— Start Reading text —

You forgot to factor in maintenance costs for owning and yearly increases in rent for renting (which is often 50-100+/month in most cities). I got a place at 900/month (my share with a roommate) 5 Years ago and when i left it was 1250/month (and i left because they were about to raise it again and denied me any new roommates). We had to also pay all utilities (originally water and trash was covered) living off of about 50-55k/year (depending on my freelance and side hustle incomes) it was pretty tough. New owners bought the building after a year and they were very corporate and strict. I was saving about 1k/month, 800+ credit score, and over 10k saved. Now I’m unemployed/freelancing and living with my parents after a major health issue set me back financially and cost me my job. Rebuilding slowly and it’s exhausting. gave up looking for a normal job after applying for a year. Time to invest my time into my business ideas cause expenses are temporarily so low. life is tough sometimes, but i don’t foresee myself with where I’m at now ever being able to afford a home in Los Angeles (where i live now, where my family is, and where my good doctors are).
Omg can y’all make a video about buying a condo over a house over renting? I keep reading mixed reviews about condos.
only diff is all the bylaws and monthly condo fees which can increase every year. you also pay for any major repairs and then are given a large bill but u can add those special assessments to your insurance policy. Insurance is cheaper for condo vs house and of course it costs a lot less. good starter home that you can turn into rental property after.
Totally agree, renting is much better than many think. I analysed the numbers in detail.
READ YOUR LEASES!!! I had a nightmare landlord who would enter the house unannounced on a regular basis, fill up our trash cans with trash from his other house, even leave furniture he was throwing out in our front yard and driveway!!! When I started to read the lease terms he quickly pulled it away from me and continued on the tour of the place saying that "it was all standard boring normal stuff" - I totally fell for it because it was my first time moving out from my parent's house! Seriously! Read your lease terms!

— End Reading text —

§ **Challenges**:
a) Using the comments on renting and buying, answer these:
(i) What was the commenter's monthly share of rent when first getting the place with a roommate?
(ii) According to the comment on condos, what is cheaper for a condo than for a house?
(iii) What did the nightmare landlord fill the tenants' trash cans with?
b) In the comments on renting and buying, rename "bylaws" as "rules" and write out the passage from "only diff is" to "rental property after." with that change.
Rely only on the text to answer.

— Start Given information —

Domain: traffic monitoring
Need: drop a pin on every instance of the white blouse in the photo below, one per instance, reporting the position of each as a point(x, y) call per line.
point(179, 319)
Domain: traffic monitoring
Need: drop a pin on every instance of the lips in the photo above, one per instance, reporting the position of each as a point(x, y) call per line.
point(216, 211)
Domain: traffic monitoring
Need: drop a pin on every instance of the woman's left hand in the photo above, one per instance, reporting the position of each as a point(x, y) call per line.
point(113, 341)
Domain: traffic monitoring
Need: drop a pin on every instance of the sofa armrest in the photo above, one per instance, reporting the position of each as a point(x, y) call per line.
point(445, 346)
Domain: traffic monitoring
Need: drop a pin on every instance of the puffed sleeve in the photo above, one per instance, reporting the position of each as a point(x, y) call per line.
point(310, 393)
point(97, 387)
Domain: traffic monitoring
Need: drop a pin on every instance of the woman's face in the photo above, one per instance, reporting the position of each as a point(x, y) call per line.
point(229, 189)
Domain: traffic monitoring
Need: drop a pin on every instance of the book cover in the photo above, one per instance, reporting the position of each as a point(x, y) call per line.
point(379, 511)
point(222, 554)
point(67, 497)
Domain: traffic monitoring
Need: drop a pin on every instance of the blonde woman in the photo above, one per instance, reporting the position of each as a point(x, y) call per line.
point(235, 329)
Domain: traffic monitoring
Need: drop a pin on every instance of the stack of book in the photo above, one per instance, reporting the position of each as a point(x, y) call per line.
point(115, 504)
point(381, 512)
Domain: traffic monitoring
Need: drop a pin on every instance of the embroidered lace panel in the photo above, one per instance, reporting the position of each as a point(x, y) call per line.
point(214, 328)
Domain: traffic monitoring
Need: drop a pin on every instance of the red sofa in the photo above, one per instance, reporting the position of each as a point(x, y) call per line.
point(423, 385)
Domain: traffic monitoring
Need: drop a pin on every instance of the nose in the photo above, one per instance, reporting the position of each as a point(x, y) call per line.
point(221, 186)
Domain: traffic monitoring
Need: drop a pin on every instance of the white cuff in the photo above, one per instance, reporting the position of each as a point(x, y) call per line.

— End Given information —

§ **Results for the exercise**:
a)
(i) 900/month
(ii) Insurance
(iii) Trash from his other house

b)
only diff is all the rules and monthly condo fees which can increase every year. you also pay for any major repairs and then are given a large bill but u can add those special assessments to your insurance policy. Insurance is cheaper for condo vs house and of course it costs a lot less. good starter home that you can turn into rental property after.